Given instruction –
Your task is to output the entries below word for word.

[Start]

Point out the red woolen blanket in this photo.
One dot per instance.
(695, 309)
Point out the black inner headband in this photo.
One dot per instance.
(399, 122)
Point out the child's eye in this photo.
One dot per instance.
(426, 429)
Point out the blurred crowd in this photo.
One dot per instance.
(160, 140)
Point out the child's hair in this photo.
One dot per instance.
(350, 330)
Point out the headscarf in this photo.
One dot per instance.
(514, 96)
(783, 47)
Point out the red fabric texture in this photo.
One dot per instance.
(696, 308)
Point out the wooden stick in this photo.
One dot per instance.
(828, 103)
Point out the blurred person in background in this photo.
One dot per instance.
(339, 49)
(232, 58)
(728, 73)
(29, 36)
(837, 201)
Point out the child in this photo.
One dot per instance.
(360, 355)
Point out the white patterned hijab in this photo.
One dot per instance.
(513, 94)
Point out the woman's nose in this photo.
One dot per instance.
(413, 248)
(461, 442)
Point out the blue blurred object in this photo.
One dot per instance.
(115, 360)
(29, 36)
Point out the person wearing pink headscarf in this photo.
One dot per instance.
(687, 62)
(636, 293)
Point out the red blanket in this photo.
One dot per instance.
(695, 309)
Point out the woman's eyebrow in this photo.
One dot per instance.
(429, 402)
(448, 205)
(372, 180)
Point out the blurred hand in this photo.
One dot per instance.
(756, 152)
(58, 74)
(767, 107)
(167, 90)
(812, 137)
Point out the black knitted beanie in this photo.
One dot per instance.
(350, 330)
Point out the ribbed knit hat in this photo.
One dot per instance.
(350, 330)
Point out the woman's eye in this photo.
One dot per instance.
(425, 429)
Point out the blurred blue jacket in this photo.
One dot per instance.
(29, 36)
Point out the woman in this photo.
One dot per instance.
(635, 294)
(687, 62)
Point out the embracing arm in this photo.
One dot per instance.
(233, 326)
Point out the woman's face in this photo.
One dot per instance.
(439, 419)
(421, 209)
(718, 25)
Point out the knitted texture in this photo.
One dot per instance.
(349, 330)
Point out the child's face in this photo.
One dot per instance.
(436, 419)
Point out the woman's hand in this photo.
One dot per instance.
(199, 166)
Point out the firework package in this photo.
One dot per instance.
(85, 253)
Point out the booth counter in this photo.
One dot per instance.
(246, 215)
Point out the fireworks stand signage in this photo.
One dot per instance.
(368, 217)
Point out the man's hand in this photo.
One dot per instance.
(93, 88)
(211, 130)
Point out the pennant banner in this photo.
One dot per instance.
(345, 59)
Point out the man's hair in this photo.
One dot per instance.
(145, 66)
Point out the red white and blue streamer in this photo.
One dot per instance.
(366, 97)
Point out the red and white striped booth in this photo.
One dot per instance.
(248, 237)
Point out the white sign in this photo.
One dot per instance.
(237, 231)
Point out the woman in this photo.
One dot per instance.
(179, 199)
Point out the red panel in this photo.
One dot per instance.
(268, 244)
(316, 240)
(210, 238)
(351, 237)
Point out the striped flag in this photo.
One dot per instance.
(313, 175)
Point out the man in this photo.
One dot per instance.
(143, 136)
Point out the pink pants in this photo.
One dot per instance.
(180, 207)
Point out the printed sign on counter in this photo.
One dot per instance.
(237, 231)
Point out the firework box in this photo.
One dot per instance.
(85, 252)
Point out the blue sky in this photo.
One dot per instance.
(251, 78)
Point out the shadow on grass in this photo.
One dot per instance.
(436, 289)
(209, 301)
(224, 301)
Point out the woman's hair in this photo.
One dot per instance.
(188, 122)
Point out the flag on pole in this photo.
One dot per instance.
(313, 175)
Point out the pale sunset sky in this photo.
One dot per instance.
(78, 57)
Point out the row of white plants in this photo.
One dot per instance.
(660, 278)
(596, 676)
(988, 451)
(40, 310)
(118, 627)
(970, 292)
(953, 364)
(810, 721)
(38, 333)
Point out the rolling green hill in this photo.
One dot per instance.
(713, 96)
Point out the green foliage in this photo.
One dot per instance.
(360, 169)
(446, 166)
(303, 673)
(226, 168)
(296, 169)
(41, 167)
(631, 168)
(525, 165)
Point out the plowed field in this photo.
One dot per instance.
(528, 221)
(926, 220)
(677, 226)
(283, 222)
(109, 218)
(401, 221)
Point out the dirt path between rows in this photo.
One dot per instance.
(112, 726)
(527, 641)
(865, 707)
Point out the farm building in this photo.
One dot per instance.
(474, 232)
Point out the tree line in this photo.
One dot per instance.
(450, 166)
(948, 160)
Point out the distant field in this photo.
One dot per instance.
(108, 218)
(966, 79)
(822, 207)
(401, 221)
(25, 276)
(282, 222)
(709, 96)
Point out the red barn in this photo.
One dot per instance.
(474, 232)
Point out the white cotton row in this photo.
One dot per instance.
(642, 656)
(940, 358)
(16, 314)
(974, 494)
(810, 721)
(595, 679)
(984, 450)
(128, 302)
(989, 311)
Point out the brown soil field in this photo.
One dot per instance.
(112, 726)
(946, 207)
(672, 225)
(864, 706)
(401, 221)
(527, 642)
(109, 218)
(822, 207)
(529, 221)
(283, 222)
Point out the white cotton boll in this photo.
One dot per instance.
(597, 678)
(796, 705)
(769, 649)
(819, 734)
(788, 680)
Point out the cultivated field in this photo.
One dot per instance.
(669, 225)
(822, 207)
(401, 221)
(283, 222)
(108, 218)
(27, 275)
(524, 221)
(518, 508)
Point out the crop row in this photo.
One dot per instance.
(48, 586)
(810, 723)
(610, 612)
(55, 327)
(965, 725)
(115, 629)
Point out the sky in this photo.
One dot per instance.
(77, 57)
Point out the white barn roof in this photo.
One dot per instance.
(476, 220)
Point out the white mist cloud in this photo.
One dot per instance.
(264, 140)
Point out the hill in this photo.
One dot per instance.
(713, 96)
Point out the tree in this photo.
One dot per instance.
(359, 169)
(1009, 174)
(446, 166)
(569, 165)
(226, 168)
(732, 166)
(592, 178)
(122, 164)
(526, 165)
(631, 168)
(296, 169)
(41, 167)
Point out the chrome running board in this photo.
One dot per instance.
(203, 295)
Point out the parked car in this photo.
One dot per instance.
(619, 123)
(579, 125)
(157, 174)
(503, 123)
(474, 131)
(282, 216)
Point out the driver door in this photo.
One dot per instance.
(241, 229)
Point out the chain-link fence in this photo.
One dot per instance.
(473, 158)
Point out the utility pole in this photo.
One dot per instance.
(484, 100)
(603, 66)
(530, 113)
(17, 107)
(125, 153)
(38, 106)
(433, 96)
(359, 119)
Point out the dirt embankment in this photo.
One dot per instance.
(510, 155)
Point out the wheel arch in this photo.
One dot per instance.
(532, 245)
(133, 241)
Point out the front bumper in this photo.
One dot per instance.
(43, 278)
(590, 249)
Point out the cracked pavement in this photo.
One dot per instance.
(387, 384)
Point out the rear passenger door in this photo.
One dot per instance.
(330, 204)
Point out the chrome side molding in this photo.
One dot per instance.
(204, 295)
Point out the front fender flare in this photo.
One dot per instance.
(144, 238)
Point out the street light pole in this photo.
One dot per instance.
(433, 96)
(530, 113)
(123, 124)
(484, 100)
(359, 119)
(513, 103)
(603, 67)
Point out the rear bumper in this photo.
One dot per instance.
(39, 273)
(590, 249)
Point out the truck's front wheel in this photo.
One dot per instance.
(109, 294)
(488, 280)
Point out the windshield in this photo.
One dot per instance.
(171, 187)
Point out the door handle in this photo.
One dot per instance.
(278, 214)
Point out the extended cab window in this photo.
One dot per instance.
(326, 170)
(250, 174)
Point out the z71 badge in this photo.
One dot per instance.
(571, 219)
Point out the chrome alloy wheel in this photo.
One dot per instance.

[End]

Answer –
Point out the red woolen blanket in this photo.
One dot per instance.
(695, 309)
Point out the black inner headband in this photo.
One dot per instance.
(399, 122)
Point out the child's eye in this photo.
One dot per instance.
(426, 429)
Point out the blurred crowd in this photo.
One dot per instance.
(160, 140)
Point out the child's hair in this photo.
One dot per instance.
(350, 330)
Point out the headscarf in this photo.
One dot per instance.
(514, 96)
(783, 47)
Point out the red fabric texture in this photo.
One dot per instance.
(696, 308)
Point out the wooden stick in this photo.
One dot per instance.
(828, 103)
Point out the blurred person in background in this photo.
One dot per instance.
(339, 49)
(232, 58)
(728, 73)
(29, 36)
(837, 201)
Point out the child in this photo.
One dot per instance.
(360, 355)
Point out the white patterned hijab in this photo.
One dot per instance.
(513, 94)
Point out the woman's nose in this photo.
One dot per instance.
(413, 248)
(461, 442)
Point out the blue blurred object in this photo.
One dot per instance.
(115, 360)
(29, 36)
Point out the person wearing pink headscarf in this photo.
One dot per instance.
(687, 62)
(636, 293)
Point out the red blanket in this photo.
One dot per instance.
(695, 309)
Point out the woman's eyebrow in this photo.
One dot per instance.
(429, 402)
(448, 205)
(372, 180)
Point out the blurred hand in this photo.
One dot per instance.
(756, 152)
(58, 74)
(767, 107)
(167, 90)
(812, 137)
Point out the black knitted beanie in this photo.
One dot per instance.
(350, 330)
Point out the ribbed knit hat in this photo.
One dot per instance.
(350, 330)
Point out the woman's eye in this photo.
One dot per instance.
(425, 429)
Point out the blurred blue jacket in this photo.
One dot per instance.
(29, 36)
Point out the woman in this photo.
One dot per instance.
(635, 294)
(687, 62)
Point out the embracing arm in this photo.
One dot per instance.
(233, 326)
Point out the woman's face in this photo.
One dot per instance.
(439, 419)
(421, 209)
(718, 25)
Point out the knitted texture in this photo.
One dot per instance.
(349, 330)
Point out the child's face in this photo.
One dot per instance.
(436, 419)
Point out the woman's hand in this photo.
One dot per instance.
(199, 166)
Point out the firework package in this photo.
One dot per instance.
(85, 253)
Point out the booth counter in this photo.
One dot per instance.
(246, 215)
Point out the fireworks stand signage in this photo.
One dot per instance.
(368, 217)
Point out the man's hand in this photo.
One dot per instance.
(93, 88)
(211, 130)
Point out the pennant banner in this photo.
One dot per instance.
(345, 59)
Point out the man's hair in this photo.
One dot per instance.
(145, 66)
Point out the red white and blue streamer in this photo.
One dot per instance.
(366, 97)
Point out the red and white striped booth in this photo.
One dot per instance.
(248, 237)
Point out the white sign in this photo.
One dot per instance.
(237, 231)
Point out the woman in this photo.
One dot per instance.
(179, 199)
Point out the red panel in this photo.
One dot per instance.
(268, 244)
(316, 240)
(210, 238)
(351, 237)
Point out the striped flag in this photo.
One dot per instance.
(313, 175)
Point out the man in this photo.
One dot per instance.
(143, 136)
Point out the pink pants in this photo.
One dot per instance.
(180, 207)
Point out the printed sign on counter in this photo.
One dot per instance.
(237, 231)
Point out the firework box in this photo.
One dot per instance.
(85, 252)
Point out the blue sky in this photo.
One dot per instance.
(251, 78)
Point out the shadow on grass in this photo.
One dot per instance.
(436, 289)
(209, 301)
(224, 301)
Point out the woman's hair in this photo.
One dot per instance.
(188, 122)
Point out the flag on pole in this photo.
One dot per instance.
(313, 175)
Point out the pale sunset sky in this photo.
One dot per instance.
(78, 57)
Point out the row of white plants in this photo.
One dot per instance.
(660, 278)
(596, 676)
(988, 451)
(40, 310)
(118, 627)
(970, 292)
(953, 364)
(810, 721)
(38, 333)
Point out the rolling green hill in this photo.
One dot per instance.
(713, 96)
Point out the green foliage in this photo.
One dot per instance.
(360, 169)
(446, 166)
(303, 673)
(226, 168)
(296, 169)
(41, 167)
(631, 168)
(525, 165)
Point out the plowed field in this photo.
One dot per instance.
(528, 221)
(926, 220)
(677, 226)
(283, 222)
(109, 218)
(401, 221)
Point out the dirt path between rows in this photo.
One dot per instance.
(112, 726)
(527, 641)
(865, 707)
Point out the farm building in this photo.
One dot per instance.
(474, 232)
Point out the tree line in this photo.
One dot per instance.
(450, 166)
(948, 160)
Point out the distant field in this photo.
One dot per instance.
(108, 218)
(966, 79)
(822, 207)
(401, 221)
(25, 276)
(282, 222)
(709, 96)
Point out the red barn in this photo.
One dot per instance.
(474, 232)
Point out the white cotton row in this photo.
One dot per instance.
(642, 656)
(940, 358)
(16, 314)
(974, 494)
(810, 721)
(595, 679)
(984, 450)
(128, 302)
(989, 311)
Point out the brown soil field in this photo.
One dot per instance.
(112, 726)
(946, 207)
(672, 225)
(864, 706)
(401, 221)
(527, 642)
(109, 218)
(822, 207)
(529, 221)
(283, 222)
Point out the white cotton boll in this photo.
One dot per instance.
(597, 678)
(796, 705)
(769, 649)
(819, 734)
(788, 680)
Point out the cultivated field in this photo.
One dot per instance.
(669, 225)
(822, 207)
(401, 221)
(283, 222)
(108, 218)
(27, 275)
(524, 221)
(518, 508)
Point out the crop row in this photo.
One dot per instance.
(48, 586)
(810, 723)
(610, 612)
(55, 327)
(965, 725)
(115, 629)
Point out the sky in this photo.
One dot per instance.
(77, 57)
Point out the white barn roof in this photo.
One dot per instance.
(476, 220)
Point out the white mist cloud in this photo.
One dot per instance.
(264, 140)
Point out the hill in this photo.
One dot per instance.
(713, 96)
Point out the tree in this photo.
One dot per instance.
(359, 169)
(1009, 174)
(446, 166)
(569, 165)
(226, 168)
(732, 166)
(592, 178)
(122, 164)
(526, 165)
(631, 168)
(296, 169)
(41, 167)
Point out the chrome running board in this photo.
One dot per instance.
(203, 295)
Point out the parked car in this photo.
One dot per instance.
(619, 123)
(579, 125)
(157, 174)
(503, 123)
(474, 131)
(282, 216)
Point out the driver door in this photo.
One dot per instance.
(241, 229)
Point out the chain-link fence in this photo.
One dot per instance.
(473, 158)
Point out the utility pole in this photo.
One dot per instance.
(484, 100)
(603, 66)
(530, 113)
(17, 107)
(125, 153)
(38, 106)
(433, 96)
(359, 119)
Point out the dirt embankment in this photo.
One dot per instance.
(510, 155)
Point out the wheel arch in this photo.
One dot per instance.
(532, 245)
(133, 241)
Point out the front bumper in this photo.
One dot per instance.
(43, 278)
(590, 249)
Point out the cracked pavement in this photo.
One dot per instance.
(387, 384)
Point out the rear passenger door in this photo.
One dot per instance.
(330, 204)
Point out the chrome side molding in this photo.
One dot per instance.
(204, 295)
Point out the front fender flare in this photo.
One dot per instance.
(144, 238)
Point out the street light pole in this photo.
One dot per instance.
(433, 96)
(530, 113)
(123, 124)
(484, 100)
(359, 119)
(513, 103)
(603, 67)
Point out the rear bumper in this photo.
One dot per instance.
(39, 273)
(590, 249)
Point out the truck's front wheel in this photo.
One dot per instance.
(109, 294)
(488, 280)
Point out the windshield in this photo.
One dot per instance.
(171, 187)
Point out the door handle in this photo.
One dot per instance.
(278, 214)
Point out the extended cab window in this photo.
One dot per instance.
(326, 170)
(250, 174)
Point out the z71 badge in this photo.
One dot per instance.
(571, 219)
Point out the chrome alloy wheel in this photo.
One dot per instance.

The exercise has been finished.